- **Exercise goal**: The lines below, all of them, should be returned exactly as they appear.

- **Provided records**:
++++++++++++++++++++

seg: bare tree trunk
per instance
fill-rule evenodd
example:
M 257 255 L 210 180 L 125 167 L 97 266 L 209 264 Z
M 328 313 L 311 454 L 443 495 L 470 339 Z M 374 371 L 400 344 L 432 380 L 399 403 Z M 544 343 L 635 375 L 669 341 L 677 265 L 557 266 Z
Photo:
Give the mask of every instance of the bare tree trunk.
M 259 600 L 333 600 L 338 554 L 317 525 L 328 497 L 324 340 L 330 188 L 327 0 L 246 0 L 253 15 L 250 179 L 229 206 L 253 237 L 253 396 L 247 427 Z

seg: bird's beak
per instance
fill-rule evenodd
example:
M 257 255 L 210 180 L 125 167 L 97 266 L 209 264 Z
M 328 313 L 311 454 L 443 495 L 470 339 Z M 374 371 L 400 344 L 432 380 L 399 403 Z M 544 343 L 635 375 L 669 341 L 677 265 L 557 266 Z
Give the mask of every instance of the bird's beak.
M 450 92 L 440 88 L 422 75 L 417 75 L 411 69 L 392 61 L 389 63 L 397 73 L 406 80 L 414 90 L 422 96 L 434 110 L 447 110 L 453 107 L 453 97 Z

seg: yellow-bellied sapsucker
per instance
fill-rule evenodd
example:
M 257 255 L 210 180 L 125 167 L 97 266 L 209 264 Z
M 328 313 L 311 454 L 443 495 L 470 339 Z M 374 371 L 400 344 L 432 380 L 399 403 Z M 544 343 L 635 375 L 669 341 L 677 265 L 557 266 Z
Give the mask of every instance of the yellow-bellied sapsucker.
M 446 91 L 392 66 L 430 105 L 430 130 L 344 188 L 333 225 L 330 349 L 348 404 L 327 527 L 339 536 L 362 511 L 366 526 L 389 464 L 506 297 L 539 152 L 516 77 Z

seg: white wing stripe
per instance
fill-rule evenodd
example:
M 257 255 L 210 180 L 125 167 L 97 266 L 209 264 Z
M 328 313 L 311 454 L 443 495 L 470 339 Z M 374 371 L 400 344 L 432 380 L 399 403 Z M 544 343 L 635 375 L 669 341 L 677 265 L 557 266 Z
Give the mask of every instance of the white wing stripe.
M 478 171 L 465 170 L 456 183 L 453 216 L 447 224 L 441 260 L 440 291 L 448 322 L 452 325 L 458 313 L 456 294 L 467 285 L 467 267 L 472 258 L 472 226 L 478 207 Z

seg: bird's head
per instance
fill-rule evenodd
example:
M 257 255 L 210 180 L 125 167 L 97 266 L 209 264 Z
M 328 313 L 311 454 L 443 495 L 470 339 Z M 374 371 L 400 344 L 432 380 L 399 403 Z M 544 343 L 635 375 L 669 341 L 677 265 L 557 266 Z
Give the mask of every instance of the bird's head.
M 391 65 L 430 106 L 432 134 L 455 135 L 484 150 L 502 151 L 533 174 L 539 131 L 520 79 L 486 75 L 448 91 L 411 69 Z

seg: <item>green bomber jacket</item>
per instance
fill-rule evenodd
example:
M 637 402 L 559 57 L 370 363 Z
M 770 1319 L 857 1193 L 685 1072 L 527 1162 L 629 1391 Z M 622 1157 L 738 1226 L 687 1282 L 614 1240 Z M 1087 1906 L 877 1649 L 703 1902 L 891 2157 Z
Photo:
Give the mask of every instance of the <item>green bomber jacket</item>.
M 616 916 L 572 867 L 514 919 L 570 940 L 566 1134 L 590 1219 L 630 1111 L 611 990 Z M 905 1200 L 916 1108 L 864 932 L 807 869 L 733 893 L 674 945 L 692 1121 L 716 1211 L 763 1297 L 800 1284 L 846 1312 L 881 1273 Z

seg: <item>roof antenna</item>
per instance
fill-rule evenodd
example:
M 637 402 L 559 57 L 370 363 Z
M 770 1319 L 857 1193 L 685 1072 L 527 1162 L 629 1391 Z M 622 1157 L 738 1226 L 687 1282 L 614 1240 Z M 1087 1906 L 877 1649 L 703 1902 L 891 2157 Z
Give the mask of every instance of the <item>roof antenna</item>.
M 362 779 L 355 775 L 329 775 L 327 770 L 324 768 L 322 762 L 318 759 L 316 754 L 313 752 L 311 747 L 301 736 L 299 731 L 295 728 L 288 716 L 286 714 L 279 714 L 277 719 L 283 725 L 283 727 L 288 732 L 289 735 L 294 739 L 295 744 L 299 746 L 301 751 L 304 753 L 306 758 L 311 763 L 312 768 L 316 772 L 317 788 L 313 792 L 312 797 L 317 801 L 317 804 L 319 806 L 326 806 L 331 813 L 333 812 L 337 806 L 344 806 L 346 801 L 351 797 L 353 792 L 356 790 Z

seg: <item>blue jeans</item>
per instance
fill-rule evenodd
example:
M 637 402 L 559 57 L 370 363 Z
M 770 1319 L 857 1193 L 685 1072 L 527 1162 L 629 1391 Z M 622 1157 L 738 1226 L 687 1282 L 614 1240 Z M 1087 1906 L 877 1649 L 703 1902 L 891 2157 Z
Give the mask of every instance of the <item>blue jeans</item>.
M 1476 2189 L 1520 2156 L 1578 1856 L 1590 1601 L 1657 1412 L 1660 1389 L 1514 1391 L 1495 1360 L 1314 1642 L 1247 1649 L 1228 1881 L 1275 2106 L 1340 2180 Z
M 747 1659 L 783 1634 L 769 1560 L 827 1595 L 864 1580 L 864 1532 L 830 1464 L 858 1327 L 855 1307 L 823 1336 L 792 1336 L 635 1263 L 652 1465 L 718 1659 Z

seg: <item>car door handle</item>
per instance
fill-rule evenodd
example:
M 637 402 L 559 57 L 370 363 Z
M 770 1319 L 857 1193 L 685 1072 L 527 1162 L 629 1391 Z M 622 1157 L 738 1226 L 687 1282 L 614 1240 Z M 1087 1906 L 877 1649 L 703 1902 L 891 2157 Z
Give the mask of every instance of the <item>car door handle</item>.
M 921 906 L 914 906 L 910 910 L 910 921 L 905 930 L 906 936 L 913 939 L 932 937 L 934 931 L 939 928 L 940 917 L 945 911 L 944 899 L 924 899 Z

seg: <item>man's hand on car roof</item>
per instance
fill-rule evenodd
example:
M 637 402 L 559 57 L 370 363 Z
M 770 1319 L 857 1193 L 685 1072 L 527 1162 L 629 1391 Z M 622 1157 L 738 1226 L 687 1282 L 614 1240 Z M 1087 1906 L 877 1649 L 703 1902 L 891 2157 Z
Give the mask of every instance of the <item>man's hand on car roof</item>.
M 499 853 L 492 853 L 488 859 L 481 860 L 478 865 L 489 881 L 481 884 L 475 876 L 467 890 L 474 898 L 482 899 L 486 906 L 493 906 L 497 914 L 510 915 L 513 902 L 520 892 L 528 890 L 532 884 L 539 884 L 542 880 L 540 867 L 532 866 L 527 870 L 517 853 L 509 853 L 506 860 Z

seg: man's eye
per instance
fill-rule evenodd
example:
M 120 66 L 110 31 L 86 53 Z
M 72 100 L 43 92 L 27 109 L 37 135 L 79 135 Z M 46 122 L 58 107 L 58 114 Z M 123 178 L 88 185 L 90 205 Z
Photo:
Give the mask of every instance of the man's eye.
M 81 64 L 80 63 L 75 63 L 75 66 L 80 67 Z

++++++++++++++++++++

- **Task result**:
seg: bare tree trunk
per instance
fill-rule evenodd
example:
M 257 255 L 210 180 L 125 167 L 97 266 L 209 264 Z
M 328 313 L 311 454 L 443 495 L 470 339 Z M 374 371 L 400 344 L 432 380 L 399 403 Z M 544 343 L 635 375 L 669 341 L 677 265 L 557 266 Z
Photo:
Give the mask of every instance of the bare tree trunk.
M 259 600 L 333 600 L 338 554 L 317 525 L 328 497 L 324 340 L 330 188 L 327 0 L 246 0 L 253 15 L 250 179 L 229 206 L 253 237 L 253 396 L 247 427 Z

seg: bird's beak
per instance
fill-rule evenodd
example:
M 257 255 L 210 180 L 125 167 L 97 266 L 209 264 Z
M 328 313 L 311 454 L 443 495 L 470 339 Z M 374 371 L 400 344 L 432 380 L 399 403 Z M 544 343 L 635 375 L 669 341 L 677 265 L 557 266 Z
Give the mask of every instance of the bird's beak.
M 450 92 L 440 88 L 422 75 L 417 75 L 411 69 L 392 61 L 389 63 L 397 73 L 406 80 L 414 90 L 422 96 L 434 110 L 447 110 L 453 107 L 453 97 Z

seg: yellow-bellied sapsucker
per instance
fill-rule evenodd
example:
M 257 255 L 210 180 L 125 167 L 97 266 L 209 264 Z
M 328 313 L 311 454 L 443 495 L 470 339 Z M 374 371 L 400 344 L 432 380 L 399 403 Z M 544 343 L 635 375 L 669 341 L 677 265 L 557 266 Z
Give the mask of every instance of the yellow-bellied sapsucker.
M 446 91 L 392 66 L 430 105 L 430 130 L 344 188 L 333 225 L 330 349 L 348 404 L 327 527 L 339 536 L 362 511 L 366 526 L 389 464 L 506 297 L 539 152 L 516 77 Z

seg: white wing stripe
per instance
fill-rule evenodd
example:
M 257 255 L 210 180 L 125 167 L 97 266 L 209 264 Z
M 328 313 L 311 454 L 443 495 L 470 339 Z M 374 371 L 400 344 L 432 380 L 399 403 Z M 544 343 L 635 375 L 669 341 L 677 265 L 557 266 Z
Give the mask of every instance of the white wing stripe.
M 478 171 L 465 170 L 456 183 L 453 216 L 447 224 L 441 260 L 440 291 L 448 322 L 452 325 L 458 313 L 456 294 L 467 285 L 467 267 L 472 258 L 472 226 L 478 207 Z

seg: bird's head
per instance
fill-rule evenodd
example:
M 257 255 L 210 180 L 125 167 L 97 266 L 209 264 Z
M 328 313 L 311 454 L 443 495 L 470 339 Z M 374 371 L 400 344 L 432 380 L 399 403 Z M 544 343 L 635 375 L 669 341 L 677 265 L 557 266 Z
Give the mask of every instance of the bird's head.
M 391 65 L 430 106 L 432 134 L 455 135 L 484 150 L 502 151 L 533 174 L 539 131 L 520 79 L 486 75 L 448 91 L 411 69 Z

seg: <item>green bomber jacket</item>
per instance
fill-rule evenodd
example:
M 637 402 L 559 57 L 370 363 Z
M 770 1319 L 857 1193 L 685 1072 L 527 1162 L 629 1391 Z M 622 1157 L 738 1226 L 687 1282 L 614 1240 Z M 1087 1906 L 877 1649 L 703 1902 L 891 2157 Z
Photo:
Give the mask of every instance of the <item>green bomber jacket</item>.
M 616 916 L 572 867 L 514 919 L 570 940 L 566 1134 L 590 1219 L 630 1111 L 611 990 Z M 905 1200 L 916 1108 L 864 932 L 807 869 L 733 893 L 674 945 L 692 1121 L 716 1211 L 763 1297 L 800 1284 L 846 1312 L 881 1273 Z

seg: <item>roof antenna</item>
per instance
fill-rule evenodd
example:
M 637 402 L 559 57 L 370 363 Z
M 770 1319 L 857 1193 L 685 1072 L 527 1162 L 629 1391 Z M 622 1157 L 738 1226 L 687 1282 L 614 1240 Z M 1087 1906 L 877 1649 L 703 1902 L 891 2157 Z
Give the mask of every instance of the <item>roof antenna</item>.
M 362 779 L 355 775 L 329 775 L 327 770 L 324 768 L 322 762 L 318 759 L 316 754 L 313 752 L 311 747 L 301 736 L 299 731 L 295 728 L 288 716 L 286 714 L 279 714 L 277 719 L 283 725 L 283 727 L 288 732 L 289 735 L 294 739 L 295 744 L 299 746 L 301 751 L 304 753 L 306 758 L 311 763 L 312 768 L 316 772 L 317 788 L 313 792 L 312 797 L 317 801 L 317 804 L 319 806 L 326 806 L 331 813 L 333 812 L 337 806 L 344 806 L 346 801 L 351 797 L 353 792 L 356 790 Z

seg: <item>blue jeans</item>
per instance
fill-rule evenodd
example:
M 637 402 L 559 57 L 370 363 Z
M 770 1319 L 857 1193 L 685 1072 L 527 1162 L 629 1391 Z M 622 1157 L 738 1226 L 687 1282 L 614 1240 Z M 1087 1906 L 877 1649 L 703 1902 L 891 2157 Z
Give the mask of every instance of the <item>blue jeans</item>.
M 1476 2189 L 1520 2156 L 1578 1856 L 1590 1601 L 1657 1412 L 1660 1389 L 1514 1391 L 1495 1360 L 1314 1642 L 1247 1649 L 1228 1881 L 1275 2106 L 1340 2180 Z
M 747 1659 L 783 1634 L 769 1560 L 827 1595 L 864 1580 L 864 1532 L 830 1464 L 858 1327 L 855 1307 L 823 1336 L 792 1336 L 635 1263 L 652 1465 L 718 1659 Z

seg: <item>car door handle</item>
per instance
fill-rule evenodd
example:
M 637 402 L 559 57 L 370 363 Z
M 770 1319 L 857 1193 L 685 1072 L 527 1162 L 629 1391 Z M 622 1157 L 738 1226 L 687 1282 L 614 1240 Z M 1087 1906 L 877 1649 L 703 1902 L 891 2157 Z
Give the mask of every instance of the <item>car door handle</item>.
M 921 906 L 914 906 L 910 910 L 910 921 L 905 930 L 906 936 L 913 939 L 932 937 L 934 931 L 939 928 L 940 917 L 945 911 L 944 899 L 924 899 Z

seg: <item>man's hand on car roof</item>
per instance
fill-rule evenodd
example:
M 637 402 L 559 57 L 370 363 Z
M 770 1319 L 857 1193 L 685 1072 L 527 1162 L 629 1391 Z M 622 1157 L 738 1226 L 687 1282 L 614 1240 Z M 1087 1906 L 877 1649 L 703 1902 L 891 2157 Z
Give the mask of every instance of the <item>man's hand on car roof</item>.
M 499 853 L 492 853 L 488 859 L 481 860 L 478 865 L 489 881 L 481 884 L 475 876 L 467 890 L 474 898 L 482 899 L 486 906 L 493 906 L 497 914 L 510 915 L 513 902 L 520 892 L 528 890 L 532 884 L 539 884 L 542 880 L 540 867 L 532 866 L 527 870 L 517 853 L 509 853 L 506 860 Z

seg: man's eye
per instance
fill-rule evenodd
example:
M 120 66 L 110 31 L 86 53 Z
M 72 100 L 43 92 L 27 109 L 37 135 L 79 135 Z M 46 122 L 58 107 L 58 114 Z M 123 178 L 88 185 L 90 205 Z
Photo:
Give the mask of every instance of the man's eye.
M 81 64 L 80 63 L 75 63 L 75 66 L 80 67 Z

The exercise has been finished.